- Material provided:
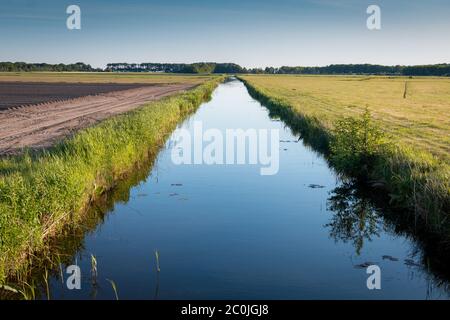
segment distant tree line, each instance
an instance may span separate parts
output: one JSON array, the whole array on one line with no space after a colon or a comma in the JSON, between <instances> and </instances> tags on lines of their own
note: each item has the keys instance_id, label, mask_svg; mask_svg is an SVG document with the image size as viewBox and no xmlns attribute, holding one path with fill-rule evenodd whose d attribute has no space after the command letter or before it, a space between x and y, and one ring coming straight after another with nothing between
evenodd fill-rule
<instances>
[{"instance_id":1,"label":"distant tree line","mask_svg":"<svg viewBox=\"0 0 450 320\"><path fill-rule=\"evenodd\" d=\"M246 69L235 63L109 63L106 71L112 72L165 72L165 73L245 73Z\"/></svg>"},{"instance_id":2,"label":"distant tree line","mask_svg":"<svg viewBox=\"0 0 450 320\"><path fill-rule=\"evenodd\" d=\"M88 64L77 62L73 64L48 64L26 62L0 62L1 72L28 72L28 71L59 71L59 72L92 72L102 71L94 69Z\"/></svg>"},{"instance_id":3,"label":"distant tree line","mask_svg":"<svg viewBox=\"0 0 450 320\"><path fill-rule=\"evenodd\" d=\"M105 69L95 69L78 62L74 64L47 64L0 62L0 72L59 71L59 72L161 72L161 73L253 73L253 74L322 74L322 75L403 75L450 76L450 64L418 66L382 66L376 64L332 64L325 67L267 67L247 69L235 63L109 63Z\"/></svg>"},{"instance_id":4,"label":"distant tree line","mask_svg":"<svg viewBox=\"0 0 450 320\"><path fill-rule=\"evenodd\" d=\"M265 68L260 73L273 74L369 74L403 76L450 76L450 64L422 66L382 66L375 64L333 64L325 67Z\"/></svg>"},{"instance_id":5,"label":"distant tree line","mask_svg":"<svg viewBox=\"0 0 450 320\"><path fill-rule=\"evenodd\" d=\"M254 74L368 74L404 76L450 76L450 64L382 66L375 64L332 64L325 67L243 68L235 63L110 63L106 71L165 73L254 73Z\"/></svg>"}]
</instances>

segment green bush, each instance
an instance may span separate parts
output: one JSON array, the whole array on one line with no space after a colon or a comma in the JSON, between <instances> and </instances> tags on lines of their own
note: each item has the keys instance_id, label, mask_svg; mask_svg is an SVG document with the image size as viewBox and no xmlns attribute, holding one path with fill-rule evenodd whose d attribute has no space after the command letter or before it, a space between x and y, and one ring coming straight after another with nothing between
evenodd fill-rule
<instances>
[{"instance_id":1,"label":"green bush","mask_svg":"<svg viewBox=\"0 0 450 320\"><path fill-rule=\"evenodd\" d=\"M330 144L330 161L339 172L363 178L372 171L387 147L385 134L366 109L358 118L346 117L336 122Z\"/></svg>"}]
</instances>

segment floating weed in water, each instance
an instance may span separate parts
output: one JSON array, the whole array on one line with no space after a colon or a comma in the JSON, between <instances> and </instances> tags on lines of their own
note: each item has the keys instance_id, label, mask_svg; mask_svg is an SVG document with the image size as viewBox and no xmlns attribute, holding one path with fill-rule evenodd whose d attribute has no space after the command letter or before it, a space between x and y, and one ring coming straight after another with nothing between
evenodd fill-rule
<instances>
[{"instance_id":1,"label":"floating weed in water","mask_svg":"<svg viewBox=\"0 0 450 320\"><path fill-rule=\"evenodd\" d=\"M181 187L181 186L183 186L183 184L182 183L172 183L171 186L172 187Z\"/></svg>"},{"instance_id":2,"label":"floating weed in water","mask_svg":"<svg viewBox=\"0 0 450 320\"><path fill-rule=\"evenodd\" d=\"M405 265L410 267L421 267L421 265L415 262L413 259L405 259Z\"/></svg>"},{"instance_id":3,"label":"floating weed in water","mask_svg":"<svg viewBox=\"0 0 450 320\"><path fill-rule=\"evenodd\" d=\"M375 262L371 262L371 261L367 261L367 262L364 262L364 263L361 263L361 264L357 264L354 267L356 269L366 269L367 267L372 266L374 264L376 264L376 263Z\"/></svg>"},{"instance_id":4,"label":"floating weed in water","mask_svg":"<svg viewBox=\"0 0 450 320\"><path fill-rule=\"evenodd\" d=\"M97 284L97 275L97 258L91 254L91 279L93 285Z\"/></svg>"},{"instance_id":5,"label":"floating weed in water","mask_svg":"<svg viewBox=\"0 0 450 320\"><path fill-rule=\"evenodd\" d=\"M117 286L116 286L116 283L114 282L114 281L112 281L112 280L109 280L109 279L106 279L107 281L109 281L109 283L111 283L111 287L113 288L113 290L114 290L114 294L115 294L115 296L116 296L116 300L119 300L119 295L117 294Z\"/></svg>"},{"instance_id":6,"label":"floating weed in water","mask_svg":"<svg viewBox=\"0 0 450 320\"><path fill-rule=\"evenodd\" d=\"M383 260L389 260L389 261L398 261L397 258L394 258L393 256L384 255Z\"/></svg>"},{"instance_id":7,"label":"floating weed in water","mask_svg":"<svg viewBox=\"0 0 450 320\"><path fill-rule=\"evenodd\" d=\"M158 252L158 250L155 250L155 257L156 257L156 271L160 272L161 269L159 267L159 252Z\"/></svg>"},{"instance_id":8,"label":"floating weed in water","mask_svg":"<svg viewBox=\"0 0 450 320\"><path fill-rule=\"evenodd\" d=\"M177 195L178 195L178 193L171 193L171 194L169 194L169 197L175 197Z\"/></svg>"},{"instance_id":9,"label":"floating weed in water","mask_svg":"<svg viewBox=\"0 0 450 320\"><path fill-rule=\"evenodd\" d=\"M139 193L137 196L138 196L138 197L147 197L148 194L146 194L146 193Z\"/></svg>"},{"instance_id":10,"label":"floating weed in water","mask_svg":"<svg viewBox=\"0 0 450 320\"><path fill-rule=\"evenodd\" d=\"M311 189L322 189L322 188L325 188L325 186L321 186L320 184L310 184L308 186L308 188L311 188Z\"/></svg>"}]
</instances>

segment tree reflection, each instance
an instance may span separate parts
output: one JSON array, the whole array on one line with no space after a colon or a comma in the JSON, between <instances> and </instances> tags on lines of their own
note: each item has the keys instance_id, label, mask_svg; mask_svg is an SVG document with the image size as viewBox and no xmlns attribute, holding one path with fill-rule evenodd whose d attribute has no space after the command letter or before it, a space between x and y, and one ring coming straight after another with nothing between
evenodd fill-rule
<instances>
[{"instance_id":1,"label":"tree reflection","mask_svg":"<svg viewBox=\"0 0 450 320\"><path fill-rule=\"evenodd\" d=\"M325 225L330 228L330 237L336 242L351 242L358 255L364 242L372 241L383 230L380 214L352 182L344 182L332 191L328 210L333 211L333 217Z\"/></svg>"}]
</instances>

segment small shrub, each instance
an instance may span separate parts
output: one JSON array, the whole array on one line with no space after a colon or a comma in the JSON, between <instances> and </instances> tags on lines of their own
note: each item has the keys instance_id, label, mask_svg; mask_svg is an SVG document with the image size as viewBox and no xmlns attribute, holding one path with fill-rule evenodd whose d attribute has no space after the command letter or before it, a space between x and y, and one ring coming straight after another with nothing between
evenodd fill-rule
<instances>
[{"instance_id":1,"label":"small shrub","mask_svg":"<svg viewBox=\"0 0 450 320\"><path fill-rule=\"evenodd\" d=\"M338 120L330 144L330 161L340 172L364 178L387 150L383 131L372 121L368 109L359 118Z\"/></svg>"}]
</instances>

- Activity:
The records are given above. Copy each line in them that holds "segment".

- Task solution:
segment distant tree line, each instance
segment green bush, each instance
segment floating weed in water, each instance
segment tree reflection, each instance
segment small shrub, each instance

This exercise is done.